Lesetext —
════════════════

Neulich war ein Kunde dann tatsächlich mal beim Bezahlen fast in Rage geraten.
Die Fahrt kostete 20,20 € und der Kunde reichte mir erstmal einen Zehner. Dann legte er einen Euro nach, reichte noch einen weiteren und grinste mich in seiner Trunkenheit selig an:
„Hier haste noch’n Euro uffe Hand…“
Ich hab meine Hand weiter aufgehalten. Fand ich auch gar nicht so verwunderlich, hatte er doch offensichtlich vergessen, mir einen Zehner zu geben. Zumindest fehlten zum eigentlichen Fahrtpreis noch 8,40 €.
Ich hab ihn fragend angesehen. Nur kurz – bevor ich was sagen konnte. Da hatte er aber schon seine Augen zusammengekniffen und weit ausgeholt:
„Ey Meister! Ick hab dir hier schon ’n Euro uff de Hand jejehm!“
Man hat richtig gemerkt, wie er ausholen wollte zur großen Rede über die unerhörten Taxifahrer, die sich nicht mit dem Trinkgeld zufrieden geben wollen.
Da hab ich ihn dann erlöst 🙂
„Dafür will ich mich auch bedanken, aber einen Zehner bräuchte ich trotzdem noch…“
Seine Reaktion war immerhin süß:
„Ach Meister! Wenn dit alles is! Ick denk hier sonstwat…“
Diese verflixten Scheine sehen betrunken auch immer so gleich aus!
Nette Textaufgabe, die Lösung lautet:
20,20-10-1-1=8,40 😀
> Aussage eines überheblichen Abiturienten, dessen Mathenote bei einem Punkt lag
*lol* Und ich dachte, ich sei der einzige auf der Welt, der Mathe-LK nimmt und dann in der Abiprüfung 1 (in Worten: EINEN) Punkt schreibt. Die Geometrie-Aufgabe hat mich seinerzeit so verwirrt, dass ich auch die Analysis (wo ich normalerweise gut war) voll verkackt habe und bis zur Stochastik gar nicht mehr kam.

════════════════

Datenzeilen —

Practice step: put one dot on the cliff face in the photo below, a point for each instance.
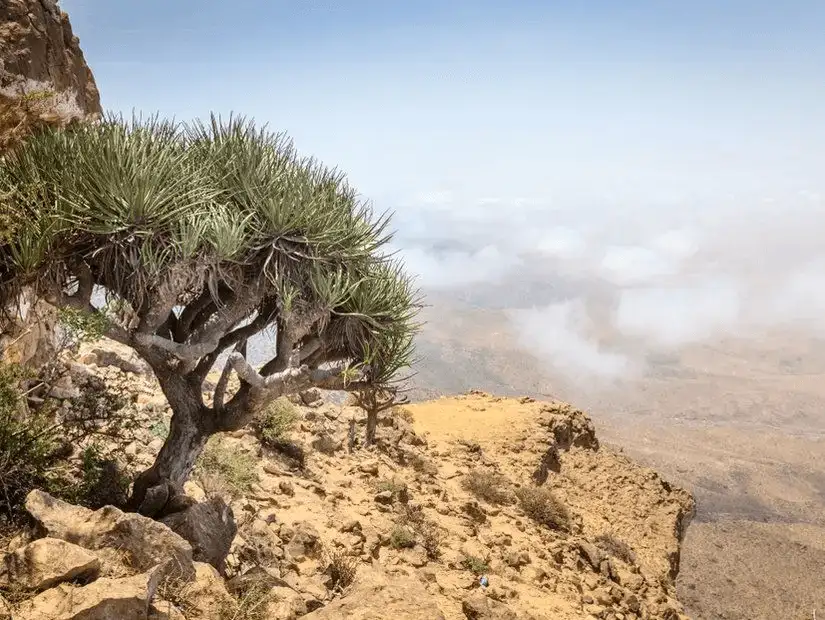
(37, 43)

════════════════

Gestellte Aufgabe A —
Welchen Geldschein reichte der Kunde im Lesetext über die Taxifahrt zuerst?
Gestellte Aufgabe B —
Schreibe die Fortsetzung des Lesetexts über die Taxifahrt, beginnend nach seinem letzten Satz.

Antwort A —
Einen Zehner.

Antwort B —
Trotzdem, Abi mit Gesamtnote „gut“ bestanden.
Sash, ich glaube ich weiß jetzt, warum ich dieses Blog so gerne lese: Wir sind seelenverwandt. Ja, ehrlich jetzt! Aus dem Süden, Mathe-Abi-Totalversager, und verliebt in Berlin, das trifft auf uns beide zu. Und das Versprechen gilt noch, falls ich wieder mal in die Hundeshauptstadt kommen sollte, buche ich eine ganz lange nächtliche Stadtrundfahrt bei dir.
Da kommt mir eine Idee:
Du könntest Doch den Spieß mal umdrehen und „vorab“ Kassieren, dann nur 85 % der Wegstrecke fahren (= regulärer Fahrpreis) + 800 m (=Trinkgeld) 😉
Das ist wirklich wichtig: Das erhaltene Geld nicht gleich wegstecken. Ich hab mir auch angewöhnt, immer den Betrag zu nennen, den mir der Fahrgast gibt. „10 Euro, danke schön“.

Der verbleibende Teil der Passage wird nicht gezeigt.